** EXCERPTED TEXT **
================
India’s soybean market firms on tight old-crop stocks, cautious crusher demand and uneven monsoon rains, with limited downside and gradual upside potential.

Indian soybean prices are gradually firming as tight old-crop availability and a delayed new harvest limit nearby downside while weather risks keep volatility elevated. With most inventories already in the hands of processors and edible oil imports subdued, the market is shifting into a weather- and crush-driven phase where monsoon performance in July and August will set the tone for the next leg. Lower pipeline stocks, firm interest from oil mills and a recovering global soybean complex together underpin a constructive medium‑term outlook. However, uneven monsoon rainfall and lagging kharif sowing across India argue for a measured approach to new positions. Processors, traders and farmers are likely to stay highly sensitive to rainfall updates in Madhya Pradesh and Rajasthan, while monitoring export competitiveness of soybean meal and parallel moves in CBOT futures.
================
** REQUIRED TASK A **
According to the soybean market text, why is a measured approach to new positions advisable?
** REQUIRED TASK B **
Can you duplicate the part of the soybean market text that opens with the words containing "India’s soybean market" and closes with "gradual upside potential."?
The data comes from a different source than the text.

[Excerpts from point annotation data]
================
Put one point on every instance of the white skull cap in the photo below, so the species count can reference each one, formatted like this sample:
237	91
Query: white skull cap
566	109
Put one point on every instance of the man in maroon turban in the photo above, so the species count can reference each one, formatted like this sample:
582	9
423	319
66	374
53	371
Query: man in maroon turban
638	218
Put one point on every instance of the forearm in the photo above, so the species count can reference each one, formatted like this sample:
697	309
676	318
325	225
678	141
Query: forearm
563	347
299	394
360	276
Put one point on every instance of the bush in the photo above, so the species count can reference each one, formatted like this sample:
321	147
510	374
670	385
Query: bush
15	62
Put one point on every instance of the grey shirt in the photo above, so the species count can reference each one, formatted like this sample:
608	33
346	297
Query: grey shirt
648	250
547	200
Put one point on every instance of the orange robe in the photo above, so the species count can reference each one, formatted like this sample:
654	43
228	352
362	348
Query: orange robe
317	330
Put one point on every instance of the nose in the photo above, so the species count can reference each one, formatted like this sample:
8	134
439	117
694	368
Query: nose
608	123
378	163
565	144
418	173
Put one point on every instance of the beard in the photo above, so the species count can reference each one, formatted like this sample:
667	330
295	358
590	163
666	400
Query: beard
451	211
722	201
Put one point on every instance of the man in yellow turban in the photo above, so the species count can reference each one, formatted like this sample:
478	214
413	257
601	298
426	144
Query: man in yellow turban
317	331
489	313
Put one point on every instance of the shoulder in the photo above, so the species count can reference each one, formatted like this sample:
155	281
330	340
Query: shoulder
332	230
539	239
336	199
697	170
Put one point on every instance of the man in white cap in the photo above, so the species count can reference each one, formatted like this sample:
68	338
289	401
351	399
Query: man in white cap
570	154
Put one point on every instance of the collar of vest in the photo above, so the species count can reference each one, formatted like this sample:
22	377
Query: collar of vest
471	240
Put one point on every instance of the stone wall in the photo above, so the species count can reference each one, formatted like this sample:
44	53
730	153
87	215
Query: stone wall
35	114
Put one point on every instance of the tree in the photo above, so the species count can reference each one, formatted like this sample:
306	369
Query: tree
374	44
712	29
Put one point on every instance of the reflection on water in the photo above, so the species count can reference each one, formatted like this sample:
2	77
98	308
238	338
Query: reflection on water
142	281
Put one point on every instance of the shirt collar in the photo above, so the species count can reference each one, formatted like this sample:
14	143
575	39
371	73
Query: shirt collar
================
** EXERCISE ANSWER A **
Monsoon rainfall has been uneven, and kharif sowing is lagging across India.

** EXERCISE ANSWER B **
India’s soybean market firms on tight old-crop stocks, cautious crusher demand and uneven monsoon rains, with limited downside and gradual upside potential.